Excerpts of bounding box data:

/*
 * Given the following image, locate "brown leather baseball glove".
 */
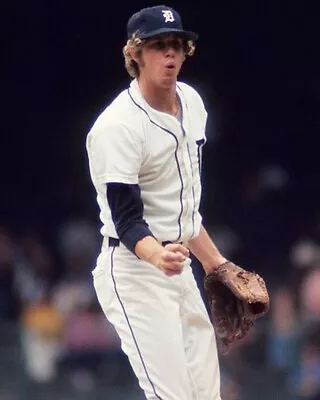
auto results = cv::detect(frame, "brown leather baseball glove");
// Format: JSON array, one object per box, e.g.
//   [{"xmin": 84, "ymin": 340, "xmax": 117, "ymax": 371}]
[{"xmin": 204, "ymin": 261, "xmax": 269, "ymax": 352}]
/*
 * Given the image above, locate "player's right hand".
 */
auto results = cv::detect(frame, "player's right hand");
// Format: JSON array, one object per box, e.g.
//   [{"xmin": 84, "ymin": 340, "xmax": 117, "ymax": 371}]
[{"xmin": 157, "ymin": 243, "xmax": 189, "ymax": 276}]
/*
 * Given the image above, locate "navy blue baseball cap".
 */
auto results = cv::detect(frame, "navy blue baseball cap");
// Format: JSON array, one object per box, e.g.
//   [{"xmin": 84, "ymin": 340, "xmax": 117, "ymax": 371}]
[{"xmin": 127, "ymin": 6, "xmax": 198, "ymax": 40}]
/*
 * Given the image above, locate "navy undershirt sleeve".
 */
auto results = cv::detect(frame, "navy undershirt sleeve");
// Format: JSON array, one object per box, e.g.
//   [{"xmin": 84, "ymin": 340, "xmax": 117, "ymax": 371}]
[{"xmin": 107, "ymin": 182, "xmax": 153, "ymax": 253}]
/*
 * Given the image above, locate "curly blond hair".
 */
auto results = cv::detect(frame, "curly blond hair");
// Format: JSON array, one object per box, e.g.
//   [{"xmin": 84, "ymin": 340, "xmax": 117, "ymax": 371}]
[{"xmin": 122, "ymin": 34, "xmax": 196, "ymax": 78}]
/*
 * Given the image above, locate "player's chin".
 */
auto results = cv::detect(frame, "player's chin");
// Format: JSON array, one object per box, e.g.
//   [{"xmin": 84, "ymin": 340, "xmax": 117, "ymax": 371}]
[{"xmin": 161, "ymin": 74, "xmax": 177, "ymax": 88}]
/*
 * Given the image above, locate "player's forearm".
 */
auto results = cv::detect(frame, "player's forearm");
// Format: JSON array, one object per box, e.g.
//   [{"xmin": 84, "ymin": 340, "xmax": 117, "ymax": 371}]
[{"xmin": 188, "ymin": 225, "xmax": 227, "ymax": 272}]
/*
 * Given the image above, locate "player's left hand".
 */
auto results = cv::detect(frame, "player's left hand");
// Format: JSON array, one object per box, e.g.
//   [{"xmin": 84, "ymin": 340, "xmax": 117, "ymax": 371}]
[{"xmin": 159, "ymin": 243, "xmax": 189, "ymax": 276}]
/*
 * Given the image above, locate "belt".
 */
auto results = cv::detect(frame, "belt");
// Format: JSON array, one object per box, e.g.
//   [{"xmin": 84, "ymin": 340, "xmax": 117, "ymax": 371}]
[{"xmin": 108, "ymin": 237, "xmax": 182, "ymax": 247}]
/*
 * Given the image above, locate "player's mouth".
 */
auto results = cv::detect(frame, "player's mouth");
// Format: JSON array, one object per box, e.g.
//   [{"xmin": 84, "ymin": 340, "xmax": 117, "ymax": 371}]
[{"xmin": 164, "ymin": 61, "xmax": 176, "ymax": 71}]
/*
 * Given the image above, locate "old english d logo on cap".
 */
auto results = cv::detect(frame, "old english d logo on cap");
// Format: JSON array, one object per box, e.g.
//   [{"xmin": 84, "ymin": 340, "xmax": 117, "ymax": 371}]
[{"xmin": 127, "ymin": 6, "xmax": 198, "ymax": 40}]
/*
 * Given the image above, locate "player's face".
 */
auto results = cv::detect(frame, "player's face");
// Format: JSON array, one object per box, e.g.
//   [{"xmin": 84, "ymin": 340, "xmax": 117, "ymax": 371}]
[{"xmin": 139, "ymin": 35, "xmax": 186, "ymax": 88}]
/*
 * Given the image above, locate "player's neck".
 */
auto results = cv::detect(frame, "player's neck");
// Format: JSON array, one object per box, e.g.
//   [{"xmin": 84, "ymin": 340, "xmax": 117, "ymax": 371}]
[{"xmin": 139, "ymin": 79, "xmax": 179, "ymax": 115}]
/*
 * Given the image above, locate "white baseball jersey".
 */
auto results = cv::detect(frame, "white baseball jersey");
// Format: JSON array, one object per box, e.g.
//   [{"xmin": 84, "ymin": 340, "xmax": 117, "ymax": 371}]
[{"xmin": 87, "ymin": 80, "xmax": 207, "ymax": 242}]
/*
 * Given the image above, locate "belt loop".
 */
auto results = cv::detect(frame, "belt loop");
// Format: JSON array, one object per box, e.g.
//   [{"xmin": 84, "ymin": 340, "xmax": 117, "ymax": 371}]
[{"xmin": 109, "ymin": 237, "xmax": 120, "ymax": 247}]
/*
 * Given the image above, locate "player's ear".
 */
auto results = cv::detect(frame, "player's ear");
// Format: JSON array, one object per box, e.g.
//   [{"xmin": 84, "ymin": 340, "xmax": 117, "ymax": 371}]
[{"xmin": 129, "ymin": 47, "xmax": 140, "ymax": 63}]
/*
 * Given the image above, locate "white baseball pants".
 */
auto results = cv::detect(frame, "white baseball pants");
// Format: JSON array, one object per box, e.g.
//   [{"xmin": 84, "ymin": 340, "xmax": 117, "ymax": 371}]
[{"xmin": 93, "ymin": 245, "xmax": 221, "ymax": 400}]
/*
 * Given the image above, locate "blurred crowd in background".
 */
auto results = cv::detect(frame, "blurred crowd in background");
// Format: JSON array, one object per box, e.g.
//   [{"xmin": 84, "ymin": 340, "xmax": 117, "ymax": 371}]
[{"xmin": 0, "ymin": 158, "xmax": 320, "ymax": 400}]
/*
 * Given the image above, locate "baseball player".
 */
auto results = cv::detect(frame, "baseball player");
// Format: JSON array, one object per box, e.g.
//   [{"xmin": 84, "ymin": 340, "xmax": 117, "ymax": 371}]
[{"xmin": 87, "ymin": 6, "xmax": 268, "ymax": 400}]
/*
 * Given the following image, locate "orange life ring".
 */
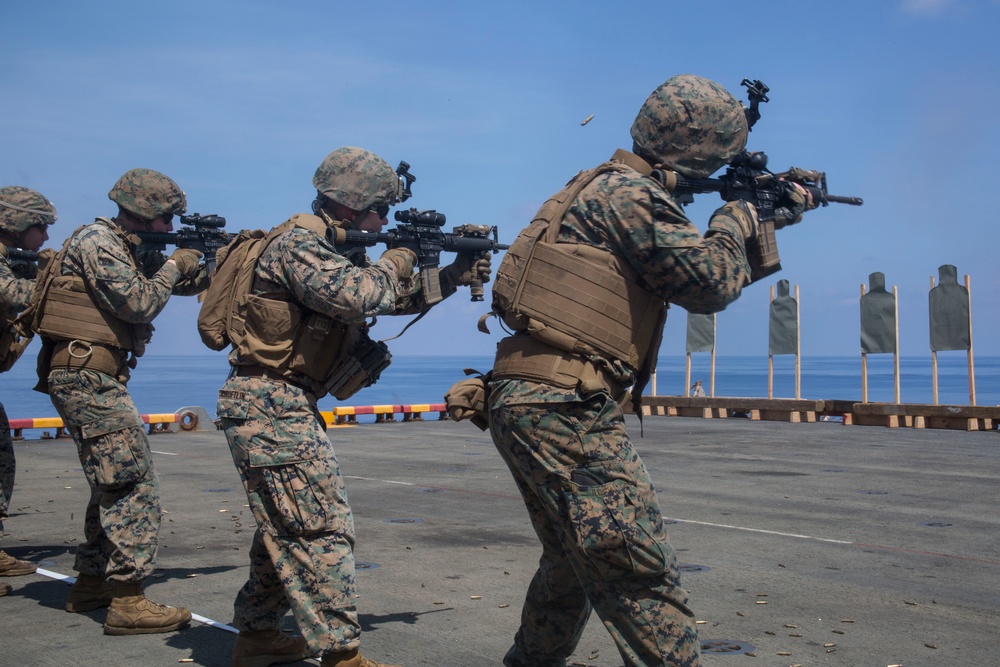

▶ **Set problem**:
Please list every line of the material above that contains the word "mouth".

▶ **Finished exercise**:
 * Given the image above, locate "player's mouth".
auto results = cv::detect(frame, "player's mouth");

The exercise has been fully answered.